> TASK INSTRUCTIONS
I'd like every record written out again, exactly as it is.
(Beginning of DATA FOR ANALYSIS)
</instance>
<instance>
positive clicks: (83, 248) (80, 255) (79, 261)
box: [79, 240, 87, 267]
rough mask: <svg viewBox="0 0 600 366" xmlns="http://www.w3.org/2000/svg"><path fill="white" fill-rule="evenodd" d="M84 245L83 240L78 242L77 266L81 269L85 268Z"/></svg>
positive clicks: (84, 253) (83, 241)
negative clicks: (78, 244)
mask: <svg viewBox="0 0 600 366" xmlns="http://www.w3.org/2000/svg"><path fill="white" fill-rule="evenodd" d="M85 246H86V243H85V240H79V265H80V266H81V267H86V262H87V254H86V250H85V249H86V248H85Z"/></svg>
(End of DATA FOR ANALYSIS)
> WRITTEN ANSWER
</instance>
<instance>
positive clicks: (83, 248) (80, 255) (79, 261)
box: [79, 240, 87, 267]
rough mask: <svg viewBox="0 0 600 366" xmlns="http://www.w3.org/2000/svg"><path fill="white" fill-rule="evenodd" d="M84 245L83 240L78 242L77 266L81 269L85 268Z"/></svg>
positive clicks: (84, 253) (83, 241)
negative clicks: (78, 244)
mask: <svg viewBox="0 0 600 366" xmlns="http://www.w3.org/2000/svg"><path fill="white" fill-rule="evenodd" d="M85 246H86V243H85V240H79V265H80V266H81V267H86V262H87V254H86V250H85V249H86V248H85Z"/></svg>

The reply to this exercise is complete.